What is expected
For this exercise, copy the records below exactly and exclude every image.

[Referring expression pointing data]
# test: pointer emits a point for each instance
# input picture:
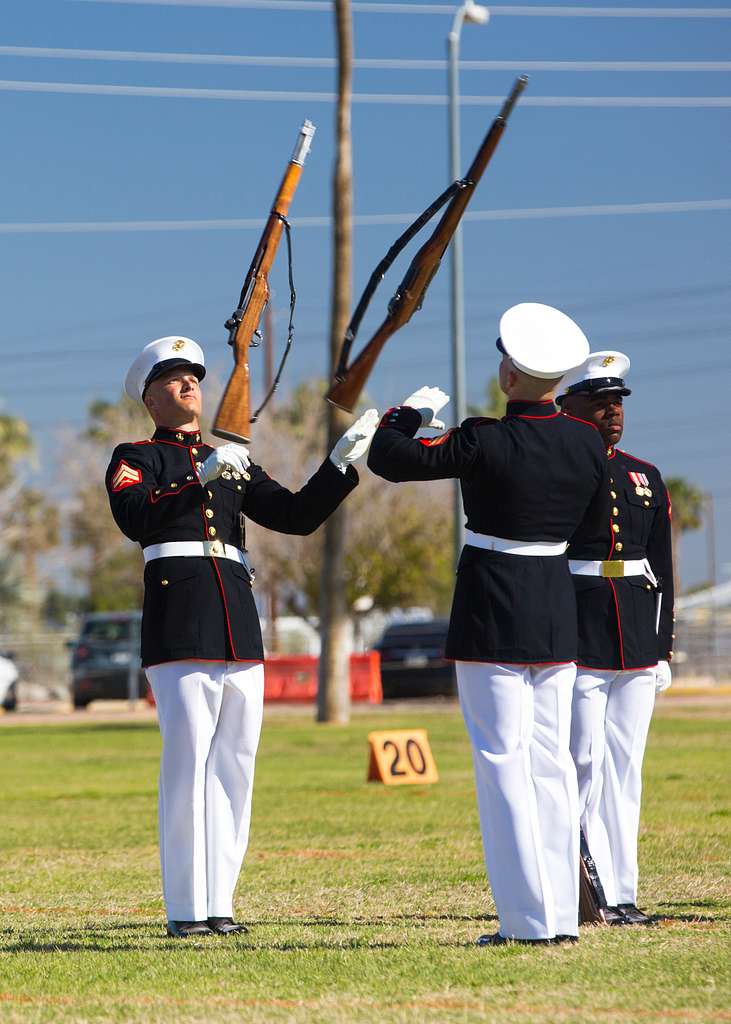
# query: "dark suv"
(413, 660)
(108, 645)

Result of this exercise
# test: pointer emits a point for each instance
# input picture:
# query: "dark suv"
(413, 660)
(108, 645)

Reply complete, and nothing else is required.